Brief:
Reproduce the lines below word for word, with no changes.

*** Data in this exercise ***

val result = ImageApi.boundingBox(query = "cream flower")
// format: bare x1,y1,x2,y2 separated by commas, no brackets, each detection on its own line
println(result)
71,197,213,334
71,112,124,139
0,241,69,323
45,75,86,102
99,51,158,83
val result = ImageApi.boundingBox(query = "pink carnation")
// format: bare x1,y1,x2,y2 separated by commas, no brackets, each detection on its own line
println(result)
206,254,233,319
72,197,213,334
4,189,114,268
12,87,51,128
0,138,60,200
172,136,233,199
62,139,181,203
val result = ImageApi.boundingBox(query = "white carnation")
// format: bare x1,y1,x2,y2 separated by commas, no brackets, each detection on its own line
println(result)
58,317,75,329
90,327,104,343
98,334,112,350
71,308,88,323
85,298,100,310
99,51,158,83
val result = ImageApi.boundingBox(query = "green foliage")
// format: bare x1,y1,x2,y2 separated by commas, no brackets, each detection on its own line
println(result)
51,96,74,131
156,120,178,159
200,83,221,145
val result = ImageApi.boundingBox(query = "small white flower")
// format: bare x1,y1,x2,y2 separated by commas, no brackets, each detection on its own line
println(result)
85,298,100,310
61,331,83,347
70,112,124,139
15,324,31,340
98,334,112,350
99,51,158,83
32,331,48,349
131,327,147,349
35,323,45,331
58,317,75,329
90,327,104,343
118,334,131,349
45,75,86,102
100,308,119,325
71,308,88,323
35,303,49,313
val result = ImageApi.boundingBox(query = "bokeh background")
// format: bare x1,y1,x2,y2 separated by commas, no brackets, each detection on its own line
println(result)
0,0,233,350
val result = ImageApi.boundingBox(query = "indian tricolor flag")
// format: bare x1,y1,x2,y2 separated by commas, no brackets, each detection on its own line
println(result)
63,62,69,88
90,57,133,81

***

Written response:
val result = ImageApi.boundingBox(query = "cream flower")
// format: bare x1,y1,x2,y2 separated by commas, no brackets, each detection on its own line
println(result)
71,197,213,334
71,112,124,139
0,241,69,323
45,75,86,102
99,51,158,83
val result = ImageApi.boundingBox(query = "pink carnation")
// format: bare x1,y1,x2,y2 separated by commas, no brackets, each detection on its own line
println(result)
206,254,233,319
72,197,213,334
4,189,114,268
12,87,51,128
0,138,60,200
172,136,233,199
62,139,181,203
val result = ImageApi.boundingBox(query = "white carnation")
// format: bare x1,y1,x2,y2 separated by commas, no brackets, each detection on its own line
println(result)
58,317,75,329
90,327,104,343
98,334,112,350
71,308,88,323
85,298,100,310
99,51,158,83
val result = ImageApi.boundingBox(query = "green foliage")
// format: bare x1,y1,x2,y2 separated by commas, no brackets, each detection on its own line
println(result)
51,96,74,131
156,120,178,159
200,83,221,145
val result = ImageApi.boundingBox(query = "small white flower")
// format: bare x1,y1,x2,y2 separated by commas, no brackets, each detection on its own line
println(result)
85,298,100,310
61,331,83,347
70,112,124,139
15,324,31,340
98,334,112,350
99,51,158,83
32,331,48,349
131,327,147,349
35,323,45,331
58,317,75,329
90,327,104,343
118,334,131,349
45,75,86,102
100,308,119,325
71,308,88,323
35,303,49,313
val result = ImageApi.boundingBox(query = "bokeh background")
// format: bare x1,y1,x2,y2 separated by commas, no brackets, each detection on its own line
println(result)
0,0,233,350
val result = ImageApi.boundingBox(query = "indian tricolor flag")
// format: bare x1,y1,x2,y2 separated by commas, no brackets, each detection on its own line
println(result)
63,62,69,88
90,57,133,81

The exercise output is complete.